Required action 1: According to the news report on the $261,000 transfer to the Commonwealth Healthcare Corp., how much does the corporation need to meet its biweekly payroll?
Required action 2: Continue the news report on the $261,000 transfer to the Commonwealth Healthcare Corp. from where it stops.

Selected extract:
Fitial says $261K transfer averts payless payday for CHC doctors
Reporter
Gov. Benigno R. Fitial said the transfer of some $261,000 from the Department of Finance to the Commonwealth Healthcare Corp. helped avert a payless payday for doctors at the hospital on Friday.
Finance Secretary Larrisa Larson also said Finance made an allotment to CHC that “contributed to their payroll” Friday.
CHC needs some $800,000 to meet biweekly payroll.
The governor said that CHC officials called him up on Thursday, telling him that the corporation cannot pay the doctors on Friday. Fitial said Finance reviewed possible sources of funding that could be used to pay the doctors.
The $261,000 that Finance transferred to CHC is not part of the $5 million seed money allotted by the government to the corporation for fiscal year 2012, but came from reimbursement for Medicare and other services that the hospital had provided.
CHC now gets to keep what it collects for services rendered, instead of remitting it to the central government for appropriation.
“Whenever CHC performs services, they can draw it down from the [federal government]. So those are the drawdowns, totaling $261,000 they asked me to pay the doctors.That was on the pipe already. It’s just a matter of transferring that money to the corporation’s account because there’s money that came in under federal grant accounts and all federal grant accounts are handled by Finance,” the governor said in an interview after meeting with 23 lawmakers on Friday at the Saipan World Resort on Friday.

Dataset records:

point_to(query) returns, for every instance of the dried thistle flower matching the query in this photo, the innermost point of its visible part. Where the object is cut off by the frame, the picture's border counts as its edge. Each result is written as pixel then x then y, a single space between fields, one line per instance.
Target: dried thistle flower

==

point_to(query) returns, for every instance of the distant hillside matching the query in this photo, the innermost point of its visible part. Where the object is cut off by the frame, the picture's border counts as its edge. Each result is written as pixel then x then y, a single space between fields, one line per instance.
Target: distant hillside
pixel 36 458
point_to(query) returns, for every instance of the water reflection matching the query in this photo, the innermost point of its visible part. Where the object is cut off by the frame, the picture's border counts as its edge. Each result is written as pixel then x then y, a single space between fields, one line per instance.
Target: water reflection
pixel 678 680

Final answer 1: About $800,000.

Final answer 2:
The governor reiterated that the administration, along with the Legislature, continues to seek ways to generate revenue to continue to fund public services and one of those revenue-generating measures is through legalizing casino gaming on Saipan. A House Saipan casino bill is still pending with the Senate, which killed a similar bill in 2010.
One of the new ideas that the governor proposed was to allow existing hotels and golf courses to acquire through fee simple the public lands they are currently leasing from the CNMI government within 180 days after voters approve of such a move.
Sen. Ralph Torres (R-Saipan) said if any such initiative passes and is ratified by voters, it will pave the way for the establishment of commercial property taxes for affected hotels and golf courses. The CNMI currently does not have property taxes.